- [SHORT TASK]
Return each line of the items below that contains the string "ladder". Case matters.

# Start of PROVIDED INFORMATION

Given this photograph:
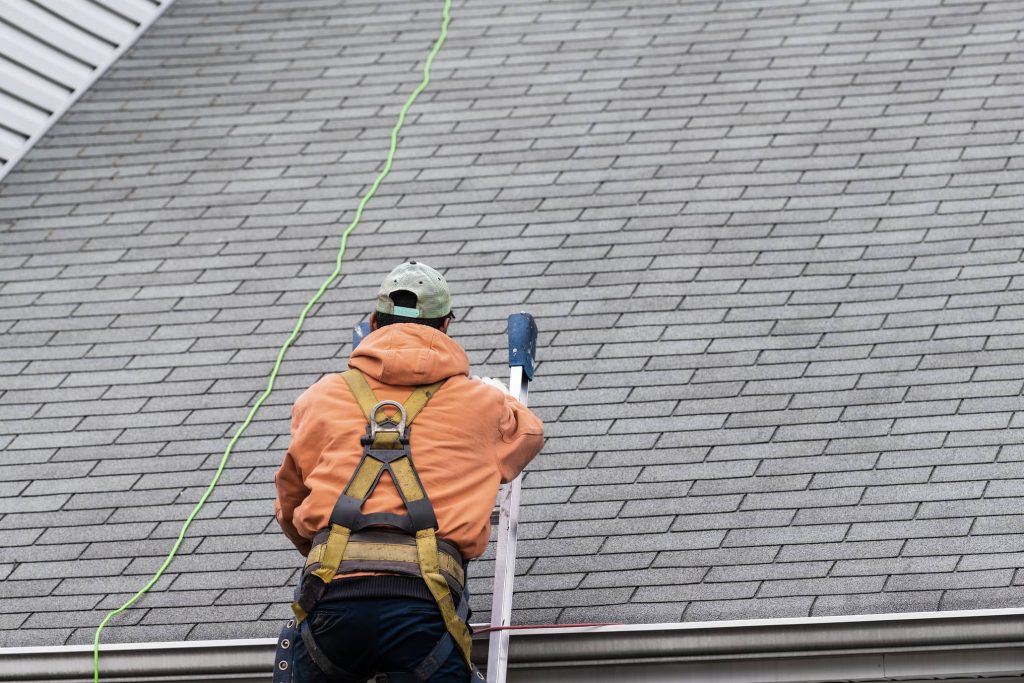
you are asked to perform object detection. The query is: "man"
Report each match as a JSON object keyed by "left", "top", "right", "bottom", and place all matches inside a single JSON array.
[{"left": 275, "top": 261, "right": 544, "bottom": 683}]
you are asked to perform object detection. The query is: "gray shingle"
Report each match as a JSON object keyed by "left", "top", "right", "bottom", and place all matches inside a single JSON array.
[{"left": 0, "top": 0, "right": 1024, "bottom": 645}]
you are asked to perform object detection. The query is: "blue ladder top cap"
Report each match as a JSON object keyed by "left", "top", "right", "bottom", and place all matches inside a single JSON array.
[
  {"left": 509, "top": 313, "right": 537, "bottom": 380},
  {"left": 352, "top": 323, "right": 370, "bottom": 351}
]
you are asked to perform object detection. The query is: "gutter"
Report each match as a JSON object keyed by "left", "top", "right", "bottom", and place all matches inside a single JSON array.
[{"left": 6, "top": 609, "right": 1024, "bottom": 683}]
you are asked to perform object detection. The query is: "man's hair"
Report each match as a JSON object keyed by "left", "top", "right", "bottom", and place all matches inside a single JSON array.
[{"left": 377, "top": 290, "right": 452, "bottom": 330}]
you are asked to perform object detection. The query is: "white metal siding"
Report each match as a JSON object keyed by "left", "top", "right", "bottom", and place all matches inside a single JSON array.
[{"left": 0, "top": 0, "right": 174, "bottom": 179}]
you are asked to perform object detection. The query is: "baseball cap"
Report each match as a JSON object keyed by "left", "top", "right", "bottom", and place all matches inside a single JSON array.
[{"left": 377, "top": 261, "right": 452, "bottom": 318}]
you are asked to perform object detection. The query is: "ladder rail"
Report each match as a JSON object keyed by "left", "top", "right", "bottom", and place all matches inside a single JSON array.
[{"left": 487, "top": 368, "right": 529, "bottom": 683}]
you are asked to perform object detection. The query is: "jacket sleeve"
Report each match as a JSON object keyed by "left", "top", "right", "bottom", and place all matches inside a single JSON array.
[
  {"left": 273, "top": 389, "right": 312, "bottom": 555},
  {"left": 498, "top": 395, "right": 544, "bottom": 483}
]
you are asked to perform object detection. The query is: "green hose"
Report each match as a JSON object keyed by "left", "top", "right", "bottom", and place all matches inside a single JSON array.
[{"left": 92, "top": 0, "right": 452, "bottom": 683}]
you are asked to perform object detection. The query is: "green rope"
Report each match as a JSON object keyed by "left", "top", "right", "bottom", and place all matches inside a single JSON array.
[{"left": 92, "top": 0, "right": 452, "bottom": 683}]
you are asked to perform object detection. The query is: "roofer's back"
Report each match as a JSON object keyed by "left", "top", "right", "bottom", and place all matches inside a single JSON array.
[{"left": 275, "top": 263, "right": 543, "bottom": 683}]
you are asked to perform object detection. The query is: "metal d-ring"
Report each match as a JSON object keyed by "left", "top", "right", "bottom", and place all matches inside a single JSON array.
[{"left": 370, "top": 400, "right": 406, "bottom": 438}]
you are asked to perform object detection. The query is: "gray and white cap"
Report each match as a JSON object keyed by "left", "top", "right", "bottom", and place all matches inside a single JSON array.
[{"left": 377, "top": 261, "right": 452, "bottom": 318}]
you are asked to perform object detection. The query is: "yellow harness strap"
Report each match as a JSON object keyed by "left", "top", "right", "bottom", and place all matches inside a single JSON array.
[{"left": 293, "top": 370, "right": 473, "bottom": 670}]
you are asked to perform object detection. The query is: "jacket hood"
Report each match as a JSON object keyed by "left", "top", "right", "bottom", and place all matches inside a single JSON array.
[{"left": 348, "top": 323, "right": 469, "bottom": 386}]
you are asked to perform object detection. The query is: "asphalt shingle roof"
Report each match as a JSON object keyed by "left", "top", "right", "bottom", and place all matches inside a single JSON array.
[{"left": 0, "top": 0, "right": 1024, "bottom": 646}]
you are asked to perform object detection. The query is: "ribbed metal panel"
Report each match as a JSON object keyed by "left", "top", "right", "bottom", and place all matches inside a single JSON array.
[{"left": 0, "top": 0, "right": 174, "bottom": 179}]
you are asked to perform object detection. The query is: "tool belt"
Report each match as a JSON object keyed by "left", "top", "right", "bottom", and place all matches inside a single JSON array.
[{"left": 284, "top": 370, "right": 475, "bottom": 680}]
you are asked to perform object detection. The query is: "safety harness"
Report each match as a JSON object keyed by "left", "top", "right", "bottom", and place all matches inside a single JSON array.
[{"left": 274, "top": 370, "right": 482, "bottom": 683}]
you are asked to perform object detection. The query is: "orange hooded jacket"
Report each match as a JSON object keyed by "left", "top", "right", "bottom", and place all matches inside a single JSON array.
[{"left": 274, "top": 323, "right": 544, "bottom": 559}]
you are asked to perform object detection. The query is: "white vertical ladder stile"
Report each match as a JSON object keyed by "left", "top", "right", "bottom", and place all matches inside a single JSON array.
[
  {"left": 487, "top": 313, "right": 537, "bottom": 683},
  {"left": 487, "top": 368, "right": 529, "bottom": 683}
]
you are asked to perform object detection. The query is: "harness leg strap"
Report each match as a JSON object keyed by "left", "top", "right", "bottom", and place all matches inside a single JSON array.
[
  {"left": 299, "top": 622, "right": 366, "bottom": 683},
  {"left": 416, "top": 528, "right": 473, "bottom": 670}
]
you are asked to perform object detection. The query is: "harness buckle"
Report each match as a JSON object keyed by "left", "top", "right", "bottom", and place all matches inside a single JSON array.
[{"left": 370, "top": 400, "right": 407, "bottom": 441}]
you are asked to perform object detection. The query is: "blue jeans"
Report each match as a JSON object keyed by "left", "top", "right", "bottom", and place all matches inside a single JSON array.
[{"left": 293, "top": 598, "right": 469, "bottom": 683}]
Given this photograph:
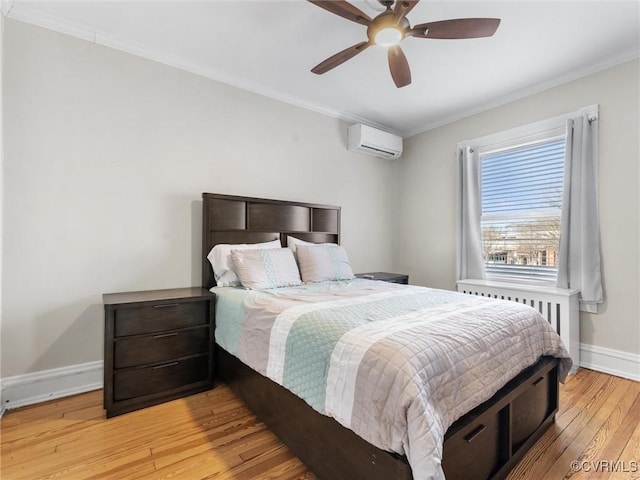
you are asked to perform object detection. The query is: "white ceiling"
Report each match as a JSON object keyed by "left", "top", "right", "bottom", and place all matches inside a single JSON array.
[{"left": 3, "top": 0, "right": 640, "bottom": 136}]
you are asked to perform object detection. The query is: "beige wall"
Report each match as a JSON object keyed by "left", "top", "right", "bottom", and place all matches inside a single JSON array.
[
  {"left": 2, "top": 20, "right": 397, "bottom": 377},
  {"left": 398, "top": 60, "right": 640, "bottom": 354},
  {"left": 0, "top": 16, "right": 640, "bottom": 377}
]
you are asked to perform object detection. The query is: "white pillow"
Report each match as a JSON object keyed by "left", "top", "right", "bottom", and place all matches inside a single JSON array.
[
  {"left": 287, "top": 235, "right": 337, "bottom": 257},
  {"left": 296, "top": 245, "right": 355, "bottom": 282},
  {"left": 207, "top": 238, "right": 282, "bottom": 287},
  {"left": 231, "top": 248, "right": 302, "bottom": 290}
]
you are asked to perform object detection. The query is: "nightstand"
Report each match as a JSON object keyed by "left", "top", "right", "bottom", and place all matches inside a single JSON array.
[
  {"left": 102, "top": 287, "right": 215, "bottom": 417},
  {"left": 356, "top": 272, "right": 409, "bottom": 285}
]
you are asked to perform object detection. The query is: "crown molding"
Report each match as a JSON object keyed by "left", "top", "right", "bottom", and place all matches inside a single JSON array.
[
  {"left": 405, "top": 48, "right": 640, "bottom": 138},
  {"left": 5, "top": 0, "right": 640, "bottom": 138},
  {"left": 3, "top": 1, "right": 399, "bottom": 134}
]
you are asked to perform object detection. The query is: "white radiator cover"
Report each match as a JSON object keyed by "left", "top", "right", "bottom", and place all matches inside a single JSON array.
[{"left": 457, "top": 280, "right": 580, "bottom": 372}]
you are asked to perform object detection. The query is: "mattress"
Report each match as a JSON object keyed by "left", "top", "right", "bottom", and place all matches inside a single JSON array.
[{"left": 212, "top": 279, "right": 571, "bottom": 480}]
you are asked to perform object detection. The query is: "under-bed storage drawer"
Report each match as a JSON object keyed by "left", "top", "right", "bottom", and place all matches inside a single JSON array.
[
  {"left": 442, "top": 411, "right": 508, "bottom": 480},
  {"left": 511, "top": 371, "right": 555, "bottom": 450}
]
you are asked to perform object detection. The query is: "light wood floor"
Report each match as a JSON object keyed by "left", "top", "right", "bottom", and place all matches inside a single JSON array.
[{"left": 0, "top": 369, "right": 640, "bottom": 480}]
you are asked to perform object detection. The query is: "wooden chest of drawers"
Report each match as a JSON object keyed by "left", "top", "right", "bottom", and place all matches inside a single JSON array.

# End of PROVIDED INFORMATION

- [RESPONSE TO THIS EXERCISE]
you are asked to perform object detection. The query is: "blue ladder top cap"
you are asked to perform object detection. The query is: "ladder rail"
you are asked to perform object detection. The query is: "white vertical ladder stile"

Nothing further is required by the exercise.